Problem description: Quote every item below word for word, omitting the pictures.

begin

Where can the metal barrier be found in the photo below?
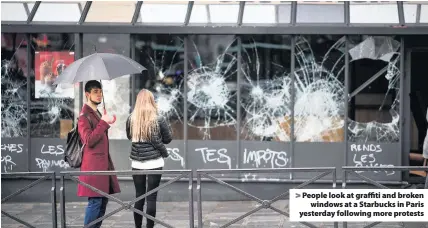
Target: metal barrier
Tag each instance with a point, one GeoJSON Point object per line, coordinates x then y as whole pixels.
{"type": "Point", "coordinates": [353, 170]}
{"type": "Point", "coordinates": [43, 176]}
{"type": "Point", "coordinates": [182, 173]}
{"type": "Point", "coordinates": [264, 203]}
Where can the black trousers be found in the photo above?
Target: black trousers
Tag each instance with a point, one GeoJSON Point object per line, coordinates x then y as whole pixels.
{"type": "Point", "coordinates": [153, 181]}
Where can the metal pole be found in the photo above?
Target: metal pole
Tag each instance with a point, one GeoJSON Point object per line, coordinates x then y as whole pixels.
{"type": "Point", "coordinates": [191, 209]}
{"type": "Point", "coordinates": [29, 68]}
{"type": "Point", "coordinates": [238, 106]}
{"type": "Point", "coordinates": [293, 79]}
{"type": "Point", "coordinates": [185, 135]}
{"type": "Point", "coordinates": [346, 101]}
{"type": "Point", "coordinates": [62, 202]}
{"type": "Point", "coordinates": [199, 192]}
{"type": "Point", "coordinates": [53, 200]}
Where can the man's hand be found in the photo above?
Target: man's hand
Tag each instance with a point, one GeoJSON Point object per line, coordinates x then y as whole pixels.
{"type": "Point", "coordinates": [107, 118]}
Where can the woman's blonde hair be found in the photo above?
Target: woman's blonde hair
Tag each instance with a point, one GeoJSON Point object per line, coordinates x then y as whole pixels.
{"type": "Point", "coordinates": [144, 117]}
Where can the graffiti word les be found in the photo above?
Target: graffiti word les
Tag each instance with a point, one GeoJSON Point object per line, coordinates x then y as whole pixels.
{"type": "Point", "coordinates": [275, 159]}
{"type": "Point", "coordinates": [47, 164]}
{"type": "Point", "coordinates": [16, 148]}
{"type": "Point", "coordinates": [369, 160]}
{"type": "Point", "coordinates": [7, 163]}
{"type": "Point", "coordinates": [175, 156]}
{"type": "Point", "coordinates": [213, 155]}
{"type": "Point", "coordinates": [366, 147]}
{"type": "Point", "coordinates": [53, 150]}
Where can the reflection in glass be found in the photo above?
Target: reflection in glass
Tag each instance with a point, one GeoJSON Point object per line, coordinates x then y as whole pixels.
{"type": "Point", "coordinates": [117, 92]}
{"type": "Point", "coordinates": [211, 84]}
{"type": "Point", "coordinates": [163, 56]}
{"type": "Point", "coordinates": [374, 92]}
{"type": "Point", "coordinates": [52, 111]}
{"type": "Point", "coordinates": [13, 86]}
{"type": "Point", "coordinates": [265, 88]}
{"type": "Point", "coordinates": [319, 89]}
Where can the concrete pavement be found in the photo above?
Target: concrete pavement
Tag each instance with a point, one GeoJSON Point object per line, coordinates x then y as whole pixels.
{"type": "Point", "coordinates": [176, 214]}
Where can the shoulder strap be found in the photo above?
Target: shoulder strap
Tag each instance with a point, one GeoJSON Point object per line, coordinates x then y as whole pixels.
{"type": "Point", "coordinates": [89, 119]}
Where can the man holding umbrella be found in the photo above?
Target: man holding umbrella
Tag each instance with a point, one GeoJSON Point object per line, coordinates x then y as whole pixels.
{"type": "Point", "coordinates": [96, 156]}
{"type": "Point", "coordinates": [93, 126]}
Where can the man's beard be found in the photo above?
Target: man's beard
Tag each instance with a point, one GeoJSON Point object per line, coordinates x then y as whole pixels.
{"type": "Point", "coordinates": [94, 102]}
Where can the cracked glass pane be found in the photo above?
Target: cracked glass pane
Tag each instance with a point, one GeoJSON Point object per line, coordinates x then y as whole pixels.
{"type": "Point", "coordinates": [13, 85]}
{"type": "Point", "coordinates": [52, 107]}
{"type": "Point", "coordinates": [374, 89]}
{"type": "Point", "coordinates": [319, 89]}
{"type": "Point", "coordinates": [211, 87]}
{"type": "Point", "coordinates": [163, 56]}
{"type": "Point", "coordinates": [117, 92]}
{"type": "Point", "coordinates": [265, 88]}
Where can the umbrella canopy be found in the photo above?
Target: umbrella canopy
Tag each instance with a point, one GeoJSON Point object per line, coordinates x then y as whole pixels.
{"type": "Point", "coordinates": [99, 66]}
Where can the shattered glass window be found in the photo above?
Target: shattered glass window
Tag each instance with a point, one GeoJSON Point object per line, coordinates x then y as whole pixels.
{"type": "Point", "coordinates": [111, 11]}
{"type": "Point", "coordinates": [13, 11]}
{"type": "Point", "coordinates": [215, 12]}
{"type": "Point", "coordinates": [13, 85]}
{"type": "Point", "coordinates": [163, 12]}
{"type": "Point", "coordinates": [58, 11]}
{"type": "Point", "coordinates": [52, 106]}
{"type": "Point", "coordinates": [424, 13]}
{"type": "Point", "coordinates": [319, 88]}
{"type": "Point", "coordinates": [266, 88]}
{"type": "Point", "coordinates": [374, 89]}
{"type": "Point", "coordinates": [163, 56]}
{"type": "Point", "coordinates": [324, 12]}
{"type": "Point", "coordinates": [379, 12]}
{"type": "Point", "coordinates": [211, 87]}
{"type": "Point", "coordinates": [117, 92]}
{"type": "Point", "coordinates": [410, 11]}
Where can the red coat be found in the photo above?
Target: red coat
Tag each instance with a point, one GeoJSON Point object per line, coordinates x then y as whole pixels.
{"type": "Point", "coordinates": [96, 156]}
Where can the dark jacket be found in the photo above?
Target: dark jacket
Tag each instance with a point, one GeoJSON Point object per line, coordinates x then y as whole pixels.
{"type": "Point", "coordinates": [141, 151]}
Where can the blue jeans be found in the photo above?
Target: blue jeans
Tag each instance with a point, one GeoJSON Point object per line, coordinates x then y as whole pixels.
{"type": "Point", "coordinates": [96, 208]}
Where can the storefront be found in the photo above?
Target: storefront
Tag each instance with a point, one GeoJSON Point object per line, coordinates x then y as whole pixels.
{"type": "Point", "coordinates": [244, 85]}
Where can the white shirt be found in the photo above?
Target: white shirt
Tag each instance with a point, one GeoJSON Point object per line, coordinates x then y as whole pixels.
{"type": "Point", "coordinates": [148, 164]}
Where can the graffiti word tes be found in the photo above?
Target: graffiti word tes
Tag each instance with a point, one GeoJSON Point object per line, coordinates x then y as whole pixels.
{"type": "Point", "coordinates": [7, 163]}
{"type": "Point", "coordinates": [47, 164]}
{"type": "Point", "coordinates": [213, 155]}
{"type": "Point", "coordinates": [175, 156]}
{"type": "Point", "coordinates": [366, 147]}
{"type": "Point", "coordinates": [275, 159]}
{"type": "Point", "coordinates": [16, 148]}
{"type": "Point", "coordinates": [368, 159]}
{"type": "Point", "coordinates": [53, 150]}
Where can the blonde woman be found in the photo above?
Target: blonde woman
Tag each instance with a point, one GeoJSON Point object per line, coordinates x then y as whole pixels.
{"type": "Point", "coordinates": [148, 132]}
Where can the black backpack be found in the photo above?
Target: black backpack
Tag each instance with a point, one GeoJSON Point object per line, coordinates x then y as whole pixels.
{"type": "Point", "coordinates": [73, 153]}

end

Expected answer:
Where can the metal barrier be found in the photo below?
Target: metal barrier
Tag each instance with a point, one GeoJSON Point object per line, coordinates x then y as whole pixels.
{"type": "Point", "coordinates": [353, 170]}
{"type": "Point", "coordinates": [43, 176]}
{"type": "Point", "coordinates": [182, 173]}
{"type": "Point", "coordinates": [264, 203]}
Where can the black trousers be found in the photo above?
Target: black trousers
Tag each instance with a point, one GeoJSON Point object per line, coordinates x then y as whole pixels.
{"type": "Point", "coordinates": [153, 181]}
Where can the metal pole be found in the photo above?
Target: metal pole
Tag each instance with a point, one GeoJSON Point object per line, coordinates x then y as whole pixels.
{"type": "Point", "coordinates": [191, 209]}
{"type": "Point", "coordinates": [29, 68]}
{"type": "Point", "coordinates": [238, 106]}
{"type": "Point", "coordinates": [293, 79]}
{"type": "Point", "coordinates": [185, 135]}
{"type": "Point", "coordinates": [346, 101]}
{"type": "Point", "coordinates": [62, 202]}
{"type": "Point", "coordinates": [199, 192]}
{"type": "Point", "coordinates": [53, 200]}
Where can the man's hand be found in the photo above?
Target: man's hand
Tag each instance with a point, one GeoJSON Point object per line, coordinates x then y as whole pixels.
{"type": "Point", "coordinates": [107, 118]}
Where can the woman's blonde hair be found in the photo above?
Target: woman's blonde hair
Tag each instance with a point, one GeoJSON Point object per line, coordinates x then y as whole pixels.
{"type": "Point", "coordinates": [144, 117]}
Where can the graffiti word les be found in the photo above?
Target: graffiti word les
Tag each instance with a point, one GeoJSON Point object per line, coordinates x then y as whole pixels.
{"type": "Point", "coordinates": [275, 159]}
{"type": "Point", "coordinates": [47, 164]}
{"type": "Point", "coordinates": [16, 148]}
{"type": "Point", "coordinates": [369, 160]}
{"type": "Point", "coordinates": [7, 163]}
{"type": "Point", "coordinates": [175, 156]}
{"type": "Point", "coordinates": [213, 155]}
{"type": "Point", "coordinates": [366, 147]}
{"type": "Point", "coordinates": [53, 150]}
Where can the reflection in glass be found in the photo above?
Target: reflection in glass
Tag each instance with a point, one GeoJSON Point object per line, coordinates x then y as whole pixels.
{"type": "Point", "coordinates": [117, 92]}
{"type": "Point", "coordinates": [211, 84]}
{"type": "Point", "coordinates": [163, 56]}
{"type": "Point", "coordinates": [374, 92]}
{"type": "Point", "coordinates": [52, 111]}
{"type": "Point", "coordinates": [13, 86]}
{"type": "Point", "coordinates": [265, 88]}
{"type": "Point", "coordinates": [319, 89]}
Where can the concrete pavement be found in the photo above?
Target: concrete pavement
Tag each instance with a point, one GeoJSON Point object per line, coordinates x then y as whole pixels.
{"type": "Point", "coordinates": [176, 214]}
Where can the shoulder strap be found in the photo above?
Target: shoulder strap
Tag each instance with a point, one GeoJSON Point object per line, coordinates x then y as whole pixels.
{"type": "Point", "coordinates": [89, 119]}
Where can the man holding umbrella be found in the photo above?
Target: man holding umbrella
Tag each instance with a point, one GeoJSON Point object per line, coordinates x then y as whole pixels.
{"type": "Point", "coordinates": [96, 156]}
{"type": "Point", "coordinates": [93, 126]}
Where can the man's beard be found in the photo above?
Target: man's beard
Tag each instance with a point, one GeoJSON Point object per line, coordinates x then y as whole pixels.
{"type": "Point", "coordinates": [94, 102]}
Where can the cracked glass pane be found in the photo above?
Target: cracked glass pane
Tag each instance with a point, one GeoJSON Point object per line, coordinates x then y as whole pixels.
{"type": "Point", "coordinates": [13, 85]}
{"type": "Point", "coordinates": [52, 107]}
{"type": "Point", "coordinates": [374, 89]}
{"type": "Point", "coordinates": [319, 89]}
{"type": "Point", "coordinates": [211, 87]}
{"type": "Point", "coordinates": [163, 56]}
{"type": "Point", "coordinates": [117, 92]}
{"type": "Point", "coordinates": [265, 88]}
Where can the umbrella canopy be found in the photo above?
Target: umbrella canopy
Tag each instance with a point, one GeoJSON Point object per line, coordinates x then y as whole pixels.
{"type": "Point", "coordinates": [99, 66]}
Where can the shattered glass window be found in the photo above?
Target: shattered glass window
Tag each instance with a point, one GeoJSON Point object per line, coordinates x then y as whole pixels.
{"type": "Point", "coordinates": [111, 11]}
{"type": "Point", "coordinates": [13, 11]}
{"type": "Point", "coordinates": [215, 12]}
{"type": "Point", "coordinates": [13, 85]}
{"type": "Point", "coordinates": [163, 12]}
{"type": "Point", "coordinates": [58, 11]}
{"type": "Point", "coordinates": [52, 106]}
{"type": "Point", "coordinates": [424, 13]}
{"type": "Point", "coordinates": [319, 88]}
{"type": "Point", "coordinates": [266, 88]}
{"type": "Point", "coordinates": [374, 89]}
{"type": "Point", "coordinates": [163, 56]}
{"type": "Point", "coordinates": [324, 12]}
{"type": "Point", "coordinates": [379, 12]}
{"type": "Point", "coordinates": [211, 87]}
{"type": "Point", "coordinates": [117, 92]}
{"type": "Point", "coordinates": [410, 11]}
Where can the red coat be found in the photo above?
Target: red coat
Tag each instance with a point, one GeoJSON Point object per line, coordinates x then y as whole pixels.
{"type": "Point", "coordinates": [96, 156]}
Where can the dark jacket be found in the photo above?
Target: dark jacket
Tag each instance with a point, one GeoJSON Point object per line, coordinates x then y as whole pixels.
{"type": "Point", "coordinates": [141, 151]}
Where can the blue jeans be found in the photo above?
Target: blue jeans
Tag each instance with a point, one GeoJSON Point object per line, coordinates x then y as whole pixels.
{"type": "Point", "coordinates": [96, 208]}
Where can the storefront be found in the photo above?
Target: storefront
Tag each instance with a point, one GeoJSON Point object per line, coordinates x then y as whole pixels.
{"type": "Point", "coordinates": [244, 85]}
Where can the white shirt be found in the photo above?
Target: white shirt
Tag each instance with a point, one GeoJSON Point object per line, coordinates x then y as whole pixels.
{"type": "Point", "coordinates": [148, 164]}
Where can the graffiti word tes be found in the photo above?
Target: graffiti word tes
Tag each instance with a point, one GeoJSON Point object per line, coordinates x then y as whole pixels.
{"type": "Point", "coordinates": [7, 163]}
{"type": "Point", "coordinates": [47, 164]}
{"type": "Point", "coordinates": [213, 155]}
{"type": "Point", "coordinates": [175, 156]}
{"type": "Point", "coordinates": [366, 147]}
{"type": "Point", "coordinates": [275, 159]}
{"type": "Point", "coordinates": [16, 148]}
{"type": "Point", "coordinates": [368, 159]}
{"type": "Point", "coordinates": [53, 150]}
Where can the blonde woman be found in the photo above?
Target: blonde woman
Tag each instance with a point, one GeoJSON Point object per line, coordinates x then y as whole pixels.
{"type": "Point", "coordinates": [148, 132]}
Where can the black backpack be found in the photo above?
Target: black backpack
Tag each instance with a point, one GeoJSON Point object per line, coordinates x then y as whole pixels.
{"type": "Point", "coordinates": [73, 153]}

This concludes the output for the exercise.